Exercise details – Lay out every line of the entries below as a Markdown table with the columns Row and Line, numbering the rows in order. Leave out blank lines and the pictures.

Material shown –
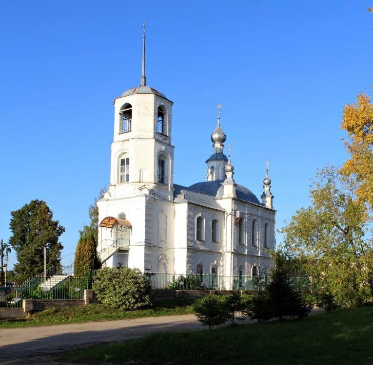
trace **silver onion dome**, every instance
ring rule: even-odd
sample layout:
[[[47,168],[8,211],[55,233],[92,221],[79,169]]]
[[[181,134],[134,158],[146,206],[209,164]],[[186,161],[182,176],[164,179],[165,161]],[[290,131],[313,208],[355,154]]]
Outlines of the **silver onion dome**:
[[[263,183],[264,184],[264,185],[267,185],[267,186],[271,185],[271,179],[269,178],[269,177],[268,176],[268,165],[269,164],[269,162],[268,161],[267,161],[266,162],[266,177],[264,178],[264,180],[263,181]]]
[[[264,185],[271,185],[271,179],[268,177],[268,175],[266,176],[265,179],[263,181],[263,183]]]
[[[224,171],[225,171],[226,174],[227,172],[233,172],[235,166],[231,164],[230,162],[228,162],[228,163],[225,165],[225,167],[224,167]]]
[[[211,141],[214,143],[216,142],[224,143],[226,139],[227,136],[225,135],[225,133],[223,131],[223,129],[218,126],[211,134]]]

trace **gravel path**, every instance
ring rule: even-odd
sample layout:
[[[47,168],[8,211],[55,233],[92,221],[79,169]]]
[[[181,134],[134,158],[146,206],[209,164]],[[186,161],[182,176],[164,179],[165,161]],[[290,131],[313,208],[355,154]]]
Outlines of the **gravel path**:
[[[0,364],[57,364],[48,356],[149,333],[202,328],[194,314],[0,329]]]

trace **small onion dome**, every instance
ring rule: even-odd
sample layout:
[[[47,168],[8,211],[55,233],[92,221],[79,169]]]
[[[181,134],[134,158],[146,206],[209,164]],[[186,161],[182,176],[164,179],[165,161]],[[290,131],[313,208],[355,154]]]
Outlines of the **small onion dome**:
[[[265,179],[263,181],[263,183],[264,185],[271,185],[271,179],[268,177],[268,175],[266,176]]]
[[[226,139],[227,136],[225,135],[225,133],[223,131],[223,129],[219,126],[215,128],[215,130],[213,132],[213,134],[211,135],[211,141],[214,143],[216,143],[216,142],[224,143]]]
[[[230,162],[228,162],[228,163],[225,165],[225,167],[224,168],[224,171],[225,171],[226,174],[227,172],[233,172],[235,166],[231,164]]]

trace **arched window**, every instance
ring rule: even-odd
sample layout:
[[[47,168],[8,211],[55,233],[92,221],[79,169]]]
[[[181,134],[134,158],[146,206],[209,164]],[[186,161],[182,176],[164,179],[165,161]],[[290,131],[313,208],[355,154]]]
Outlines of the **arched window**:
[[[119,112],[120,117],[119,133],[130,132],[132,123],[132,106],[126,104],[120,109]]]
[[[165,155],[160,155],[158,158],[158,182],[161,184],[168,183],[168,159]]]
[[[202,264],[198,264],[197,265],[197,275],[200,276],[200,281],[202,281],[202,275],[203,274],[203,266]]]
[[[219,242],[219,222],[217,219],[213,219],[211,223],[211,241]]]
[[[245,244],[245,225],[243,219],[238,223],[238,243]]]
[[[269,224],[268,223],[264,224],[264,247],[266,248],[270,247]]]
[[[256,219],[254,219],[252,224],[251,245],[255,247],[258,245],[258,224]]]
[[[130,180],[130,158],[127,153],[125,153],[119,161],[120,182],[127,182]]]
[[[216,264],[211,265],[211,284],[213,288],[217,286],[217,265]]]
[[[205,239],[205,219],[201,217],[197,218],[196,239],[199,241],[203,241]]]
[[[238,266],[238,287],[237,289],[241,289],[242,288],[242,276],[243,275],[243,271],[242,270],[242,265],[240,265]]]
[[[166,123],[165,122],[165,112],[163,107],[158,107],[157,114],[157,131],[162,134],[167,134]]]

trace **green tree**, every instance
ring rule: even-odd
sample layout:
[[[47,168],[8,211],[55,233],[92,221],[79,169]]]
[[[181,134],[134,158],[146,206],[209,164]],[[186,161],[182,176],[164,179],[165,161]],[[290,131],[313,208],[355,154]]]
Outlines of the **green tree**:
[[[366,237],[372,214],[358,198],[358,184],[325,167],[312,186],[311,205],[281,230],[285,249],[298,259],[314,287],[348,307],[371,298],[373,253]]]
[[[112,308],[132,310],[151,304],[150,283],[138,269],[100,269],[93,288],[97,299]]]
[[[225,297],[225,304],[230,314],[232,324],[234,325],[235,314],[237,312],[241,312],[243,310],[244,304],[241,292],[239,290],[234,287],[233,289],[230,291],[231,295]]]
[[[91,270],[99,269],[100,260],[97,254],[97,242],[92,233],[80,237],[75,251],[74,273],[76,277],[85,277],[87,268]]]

Solution to this task –
| Row | Line |
|---|---|
| 1 | trace **silver onion dome**, every instance |
| 2 | ring rule: even-odd |
| 3 | sample layout: |
| 4 | [[[47,168],[8,211],[55,233],[92,221],[79,169]]] |
| 5 | [[[181,134],[134,158],[146,206],[209,164]],[[186,161],[182,176],[164,179],[165,161]],[[290,131],[313,208],[355,154]]] |
| 6 | Outlines of the **silver onion dome**: |
| 7 | [[[263,183],[264,184],[264,185],[267,185],[267,186],[271,185],[271,179],[269,178],[269,177],[268,176],[268,165],[269,164],[269,162],[268,161],[267,161],[266,162],[266,177],[264,178],[264,180],[263,181]]] |
| 8 | [[[264,185],[271,185],[271,179],[268,177],[268,175],[266,176],[265,179],[263,181],[263,183]]] |
| 9 | [[[224,171],[225,171],[226,174],[227,172],[233,172],[235,166],[231,164],[230,162],[228,162],[228,163],[225,165],[225,167],[224,167]]] |
| 10 | [[[211,141],[214,143],[216,142],[224,143],[226,139],[227,136],[225,135],[225,133],[223,131],[223,129],[218,126],[211,134]]] |
| 11 | trace **gravel path**, every instance |
| 12 | ring rule: even-odd |
| 13 | sample layout: |
| 14 | [[[47,168],[8,211],[55,233],[92,221],[79,169]]] |
| 15 | [[[181,134],[134,158],[146,206],[209,164]],[[186,161],[182,176],[164,179],[165,161]],[[290,131],[313,208],[355,154]]] |
| 16 | Outlines of the **gravel path**: |
| 17 | [[[0,364],[57,364],[48,356],[149,333],[202,328],[194,314],[0,329]]] |
| 18 | trace **small onion dome**, every instance |
| 19 | ring rule: even-odd |
| 20 | sample layout: |
| 21 | [[[47,168],[8,211],[55,233],[92,221],[79,169]]] |
| 22 | [[[181,134],[134,158],[146,206],[209,164]],[[186,161],[182,176],[164,179],[165,161]],[[290,131],[313,208],[355,154]]] |
| 23 | Outlines of the **small onion dome**: |
| 24 | [[[265,179],[263,181],[263,183],[264,185],[271,185],[271,179],[268,177],[268,175],[266,176]]] |
| 25 | [[[226,139],[227,136],[225,135],[225,133],[223,131],[223,129],[219,126],[215,128],[215,130],[213,132],[213,134],[211,135],[211,141],[214,143],[216,143],[216,142],[224,143]]] |
| 26 | [[[230,162],[228,162],[228,163],[225,165],[225,167],[224,168],[224,171],[225,171],[226,174],[227,172],[233,172],[235,166],[231,164]]] |
| 27 | trace **arched window**, every instance |
| 28 | ring rule: even-odd |
| 29 | sample layout: |
| 30 | [[[47,168],[8,211],[55,233],[92,221],[79,169]]] |
| 31 | [[[181,134],[134,158],[146,206],[209,164]],[[186,161],[182,176],[164,179],[165,161]],[[290,131],[313,208],[355,154]]] |
| 32 | Outlines of the **arched window**: |
| 33 | [[[119,112],[120,117],[119,133],[130,132],[132,123],[132,106],[126,104],[120,109]]] |
| 34 | [[[165,155],[160,155],[158,158],[158,182],[161,184],[168,183],[168,159]]] |
| 35 | [[[202,264],[198,264],[197,265],[197,275],[200,276],[200,281],[202,281],[202,275],[203,274],[203,266]]] |
| 36 | [[[219,242],[219,222],[217,219],[213,219],[211,223],[211,241]]] |
| 37 | [[[245,244],[245,225],[243,219],[238,223],[238,243]]] |
| 38 | [[[269,224],[268,223],[264,224],[264,247],[266,248],[270,247]]] |
| 39 | [[[256,219],[254,219],[252,224],[251,245],[255,247],[258,245],[258,224]]] |
| 40 | [[[130,180],[130,158],[127,153],[125,153],[119,161],[120,182],[127,182]]] |
| 41 | [[[216,264],[211,265],[211,284],[213,288],[217,286],[217,265]]] |
| 42 | [[[205,239],[205,219],[201,217],[197,218],[196,239],[199,241],[203,241]]] |
| 43 | [[[238,266],[238,287],[237,289],[241,289],[242,288],[242,276],[243,275],[243,271],[242,270],[242,265],[240,265]]] |
| 44 | [[[166,123],[165,122],[165,112],[163,107],[158,107],[157,114],[157,131],[162,134],[167,134]]] |
| 45 | trace **green tree**, every instance |
| 46 | ring rule: even-odd |
| 47 | sample layout: |
| 48 | [[[47,168],[8,211],[55,233],[92,221],[79,169]]] |
| 49 | [[[181,134],[134,158],[146,206],[209,164]],[[186,161],[182,176],[164,179],[165,161]],[[290,131],[313,208],[355,154]]] |
| 50 | Outlines of the **green tree**: |
| 51 | [[[366,237],[372,214],[358,198],[358,184],[325,167],[312,186],[311,205],[281,230],[285,249],[298,259],[314,287],[348,307],[371,298],[373,253]]] |
| 52 | [[[112,308],[132,310],[151,304],[150,283],[138,269],[100,269],[93,288],[97,299]]] |
| 53 | [[[225,297],[225,304],[230,314],[232,324],[234,325],[235,314],[237,312],[241,312],[243,310],[244,304],[241,292],[239,290],[234,287],[233,289],[230,291],[231,295]]] |
| 54 | [[[91,270],[99,269],[100,260],[97,254],[97,242],[92,233],[80,237],[75,251],[74,273],[76,277],[85,277],[87,268]]] |